____ Information provided
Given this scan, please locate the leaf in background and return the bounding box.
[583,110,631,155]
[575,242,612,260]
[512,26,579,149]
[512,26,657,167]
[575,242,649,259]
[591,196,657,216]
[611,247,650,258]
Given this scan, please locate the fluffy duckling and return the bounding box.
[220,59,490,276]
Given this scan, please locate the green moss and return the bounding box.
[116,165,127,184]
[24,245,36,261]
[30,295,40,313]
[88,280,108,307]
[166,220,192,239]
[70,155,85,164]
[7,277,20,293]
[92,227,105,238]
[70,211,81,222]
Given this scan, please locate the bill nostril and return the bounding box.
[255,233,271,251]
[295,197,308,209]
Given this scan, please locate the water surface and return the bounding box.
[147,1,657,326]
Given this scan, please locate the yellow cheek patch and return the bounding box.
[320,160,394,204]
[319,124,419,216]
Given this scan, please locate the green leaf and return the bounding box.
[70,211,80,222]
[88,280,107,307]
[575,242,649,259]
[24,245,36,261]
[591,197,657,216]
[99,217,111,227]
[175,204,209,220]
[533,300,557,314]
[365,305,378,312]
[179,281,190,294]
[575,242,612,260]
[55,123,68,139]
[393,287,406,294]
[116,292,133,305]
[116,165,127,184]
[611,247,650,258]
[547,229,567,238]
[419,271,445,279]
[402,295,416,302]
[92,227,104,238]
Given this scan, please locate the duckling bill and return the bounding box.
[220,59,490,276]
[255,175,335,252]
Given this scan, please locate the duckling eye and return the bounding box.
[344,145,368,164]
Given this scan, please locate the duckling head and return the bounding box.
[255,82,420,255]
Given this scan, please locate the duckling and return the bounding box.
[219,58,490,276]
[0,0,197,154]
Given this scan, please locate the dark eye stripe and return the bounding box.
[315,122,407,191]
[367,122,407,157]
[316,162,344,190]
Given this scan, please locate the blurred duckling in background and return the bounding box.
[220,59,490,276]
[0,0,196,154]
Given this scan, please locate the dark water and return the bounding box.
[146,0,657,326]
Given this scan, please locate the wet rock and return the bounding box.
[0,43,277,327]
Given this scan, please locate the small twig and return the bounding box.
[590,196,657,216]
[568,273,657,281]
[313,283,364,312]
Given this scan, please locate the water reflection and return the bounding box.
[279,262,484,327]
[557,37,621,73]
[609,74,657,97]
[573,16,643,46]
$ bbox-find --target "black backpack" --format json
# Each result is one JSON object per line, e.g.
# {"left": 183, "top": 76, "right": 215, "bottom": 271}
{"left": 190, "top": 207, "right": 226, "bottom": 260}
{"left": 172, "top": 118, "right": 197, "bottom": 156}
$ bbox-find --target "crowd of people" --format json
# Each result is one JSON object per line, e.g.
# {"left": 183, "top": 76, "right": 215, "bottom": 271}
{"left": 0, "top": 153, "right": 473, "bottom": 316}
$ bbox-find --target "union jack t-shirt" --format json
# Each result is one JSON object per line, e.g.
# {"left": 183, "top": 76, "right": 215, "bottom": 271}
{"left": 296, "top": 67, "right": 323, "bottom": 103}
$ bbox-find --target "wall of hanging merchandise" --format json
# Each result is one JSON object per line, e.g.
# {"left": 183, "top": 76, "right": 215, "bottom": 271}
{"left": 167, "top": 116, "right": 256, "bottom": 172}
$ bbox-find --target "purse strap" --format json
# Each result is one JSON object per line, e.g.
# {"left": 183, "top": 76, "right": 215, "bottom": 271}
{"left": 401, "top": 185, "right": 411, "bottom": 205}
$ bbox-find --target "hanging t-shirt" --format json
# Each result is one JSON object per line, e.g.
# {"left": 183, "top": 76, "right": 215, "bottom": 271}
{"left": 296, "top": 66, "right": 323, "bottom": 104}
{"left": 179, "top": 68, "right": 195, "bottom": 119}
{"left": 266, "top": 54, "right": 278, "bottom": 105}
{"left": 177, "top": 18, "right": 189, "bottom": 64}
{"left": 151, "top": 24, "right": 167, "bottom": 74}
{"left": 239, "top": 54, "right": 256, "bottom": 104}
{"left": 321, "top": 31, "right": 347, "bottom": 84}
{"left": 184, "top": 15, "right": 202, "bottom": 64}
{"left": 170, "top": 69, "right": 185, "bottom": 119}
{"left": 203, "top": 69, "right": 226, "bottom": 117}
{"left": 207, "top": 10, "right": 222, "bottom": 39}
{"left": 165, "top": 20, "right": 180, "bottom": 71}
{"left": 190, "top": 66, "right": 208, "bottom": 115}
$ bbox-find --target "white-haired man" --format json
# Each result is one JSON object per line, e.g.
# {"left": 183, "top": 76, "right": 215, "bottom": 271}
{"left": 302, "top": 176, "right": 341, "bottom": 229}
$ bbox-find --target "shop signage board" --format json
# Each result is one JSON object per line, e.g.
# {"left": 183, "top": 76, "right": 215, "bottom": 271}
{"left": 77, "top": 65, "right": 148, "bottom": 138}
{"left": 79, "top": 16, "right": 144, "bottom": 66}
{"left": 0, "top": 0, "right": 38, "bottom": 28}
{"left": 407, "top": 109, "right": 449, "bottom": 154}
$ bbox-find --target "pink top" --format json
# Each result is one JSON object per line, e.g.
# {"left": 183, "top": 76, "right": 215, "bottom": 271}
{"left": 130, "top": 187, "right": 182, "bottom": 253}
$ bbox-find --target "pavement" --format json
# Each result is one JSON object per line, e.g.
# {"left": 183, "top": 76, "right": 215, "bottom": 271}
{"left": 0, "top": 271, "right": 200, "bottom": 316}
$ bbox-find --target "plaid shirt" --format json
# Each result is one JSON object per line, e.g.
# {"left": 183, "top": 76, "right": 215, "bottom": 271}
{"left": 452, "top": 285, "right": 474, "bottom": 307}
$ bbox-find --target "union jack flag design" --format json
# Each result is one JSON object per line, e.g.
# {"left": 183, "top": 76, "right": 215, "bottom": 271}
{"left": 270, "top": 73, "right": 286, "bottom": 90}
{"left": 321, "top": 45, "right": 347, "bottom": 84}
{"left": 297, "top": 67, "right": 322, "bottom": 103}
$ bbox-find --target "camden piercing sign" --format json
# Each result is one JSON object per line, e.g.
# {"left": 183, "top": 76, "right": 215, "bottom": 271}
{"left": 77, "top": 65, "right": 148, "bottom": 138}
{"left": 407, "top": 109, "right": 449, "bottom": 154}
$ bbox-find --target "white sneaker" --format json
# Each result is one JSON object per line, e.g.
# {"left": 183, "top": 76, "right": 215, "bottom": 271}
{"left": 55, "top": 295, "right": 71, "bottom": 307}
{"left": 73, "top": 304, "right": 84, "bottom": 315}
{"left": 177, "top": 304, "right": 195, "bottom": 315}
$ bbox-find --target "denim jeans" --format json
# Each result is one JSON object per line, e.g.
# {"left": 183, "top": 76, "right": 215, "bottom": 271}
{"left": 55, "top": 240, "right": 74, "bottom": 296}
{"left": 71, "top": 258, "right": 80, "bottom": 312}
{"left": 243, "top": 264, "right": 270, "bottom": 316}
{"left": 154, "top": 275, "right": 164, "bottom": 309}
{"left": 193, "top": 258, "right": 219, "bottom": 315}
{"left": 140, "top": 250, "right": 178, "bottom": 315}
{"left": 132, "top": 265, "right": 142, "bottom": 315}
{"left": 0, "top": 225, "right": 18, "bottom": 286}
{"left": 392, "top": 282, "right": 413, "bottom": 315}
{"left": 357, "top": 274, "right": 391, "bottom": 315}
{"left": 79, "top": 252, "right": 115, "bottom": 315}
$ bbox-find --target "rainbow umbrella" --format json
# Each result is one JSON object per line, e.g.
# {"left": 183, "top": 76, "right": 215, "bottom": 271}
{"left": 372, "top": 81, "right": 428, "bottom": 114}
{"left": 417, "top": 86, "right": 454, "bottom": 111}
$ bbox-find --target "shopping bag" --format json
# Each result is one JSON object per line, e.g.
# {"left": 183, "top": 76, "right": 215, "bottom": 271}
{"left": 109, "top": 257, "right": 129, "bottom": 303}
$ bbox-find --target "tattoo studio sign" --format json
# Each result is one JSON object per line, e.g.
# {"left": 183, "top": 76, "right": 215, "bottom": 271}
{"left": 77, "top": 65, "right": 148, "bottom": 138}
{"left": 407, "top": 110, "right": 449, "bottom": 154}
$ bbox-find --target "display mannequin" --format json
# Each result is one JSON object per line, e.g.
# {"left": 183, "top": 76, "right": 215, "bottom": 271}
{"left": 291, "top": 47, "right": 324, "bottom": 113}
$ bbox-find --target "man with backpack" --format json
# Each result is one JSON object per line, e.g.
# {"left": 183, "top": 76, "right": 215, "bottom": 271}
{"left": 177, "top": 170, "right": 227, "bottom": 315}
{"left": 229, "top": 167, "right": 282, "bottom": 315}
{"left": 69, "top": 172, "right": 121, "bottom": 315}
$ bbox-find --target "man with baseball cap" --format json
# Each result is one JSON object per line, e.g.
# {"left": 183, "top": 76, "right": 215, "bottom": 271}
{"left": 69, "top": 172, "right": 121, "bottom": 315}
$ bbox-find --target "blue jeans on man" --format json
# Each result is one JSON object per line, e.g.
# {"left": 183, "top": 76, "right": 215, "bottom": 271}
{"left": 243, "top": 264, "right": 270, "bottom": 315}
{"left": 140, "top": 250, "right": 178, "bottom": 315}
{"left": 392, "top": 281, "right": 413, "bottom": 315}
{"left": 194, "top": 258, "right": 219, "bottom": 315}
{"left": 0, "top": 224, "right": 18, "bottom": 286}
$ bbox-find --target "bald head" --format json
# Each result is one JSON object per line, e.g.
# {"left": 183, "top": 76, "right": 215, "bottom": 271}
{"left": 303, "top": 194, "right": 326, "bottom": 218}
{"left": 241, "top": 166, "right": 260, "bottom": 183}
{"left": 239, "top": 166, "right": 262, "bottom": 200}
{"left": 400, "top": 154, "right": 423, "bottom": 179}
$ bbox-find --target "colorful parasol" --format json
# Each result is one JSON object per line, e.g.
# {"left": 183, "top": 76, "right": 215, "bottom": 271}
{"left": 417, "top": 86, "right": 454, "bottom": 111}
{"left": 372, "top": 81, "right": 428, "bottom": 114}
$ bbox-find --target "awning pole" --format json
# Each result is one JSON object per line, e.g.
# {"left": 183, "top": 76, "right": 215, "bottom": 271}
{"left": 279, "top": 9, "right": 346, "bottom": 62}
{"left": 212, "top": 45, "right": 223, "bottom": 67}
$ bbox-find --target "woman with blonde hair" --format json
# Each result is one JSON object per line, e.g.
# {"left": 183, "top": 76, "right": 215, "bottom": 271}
________
_What you will do_
What are the lines above that hold the string "union"? Copy them.

_Output for this task_
$ bbox-find --target "union jack t-shirt" --format json
$ bbox-find --target "union jack flag design" --format json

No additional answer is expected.